__SELECTED PASSAGE__.
^^^^
When deciding a motion to dismiss under Federal Civil Rule 12(b)(6), the function of the court is to test the legal sufficiency of the complaint. See Mayer v. Mulod, 988 F.2d 635, 638 (6th Cir. 1993). The Supreme Court in Bell Atl. Corp. v. Twombly, 550 U.S. 544, 555 (2007) and recently in Ashcroft v. Iqbal, 556 U.S. 662, 677-678 (2009) clarified the law regarding what the plaintiff must plead in order to survive a motion to dismiss under Rule 12(b)(6).
When determining whether the plaintiff has stated a claim upon which relief can be granted, the court must construe the complaint in the light most favorable to the plaintiff, accept all factual allegations as true, and determine whether the complaint contains “enough facts to state a claim to relief that is plausible on its face.” Twombly, 550 U.S. at 555. The plaintiff's obligation to provide the grounds for relief “requires more than labels and conclusions, and a formulaic recitation of the elements of a cause of action will not do.” Id. Although a complaint need not contain detailed factual allegations, its “factual allegations must be enough to raise a right to relief above the speculative level on the assumption that all the allegations in the complaint are true.” Id. The court is “not bound to accept as true a legal conclusion couched as a factual allegation.” Papasan v. Allain, 478 U.S. 265, 286 (1986). The Court in Iqbal, 556 U.S. at 677-678, further explains the “plausibility” requirement, stating that “a claim has facial plausibility when the Plaintiff pleads factual content that allows the court to draw the reasonable inference that the defendant is liable for the misconduct alleged.” Iqbal, 556 U.S. at 678.
^^^^
__ENTRIES__.
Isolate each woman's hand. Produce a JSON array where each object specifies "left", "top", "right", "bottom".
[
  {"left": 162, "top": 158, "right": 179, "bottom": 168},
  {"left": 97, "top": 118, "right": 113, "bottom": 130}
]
^^^^
__DIRECTIONS__.
• a. According to the passage on the Rule 12(b)(6) pleading standard, what gives a claim facial plausibility under Iqbal? Respond in one to three sentences.
• b. Reproduce the passage on the Rule 12(b)(6) pleading standard from "When deciding a" to "under Rule 12(b)(6).".
Rely solely on the passage on the Rule 12(b)(6) pleading standard.

__THE RESULTS__.
• a. A claim has facial plausibility when the plaintiff pleads factual content that allows the court to draw the reasonable inference that the defendant is liable for the misconduct alleged.

• b.
When deciding a motion to dismiss under Federal Civil Rule 12(b)(6), the function of the court is to test the legal sufficiency of the complaint. See Mayer v. Mulod, 988 F.2d 635, 638 (6th Cir. 1993). The Supreme Court in Bell Atl. Corp. v. Twombly, 550 U.S. 544, 555 (2007) and recently in Ashcroft v. Iqbal, 556 U.S. 662, 677-678 (2009) clarified the law regarding what the plaintiff must plead in order to survive a motion to dismiss under Rule 12(b)(6).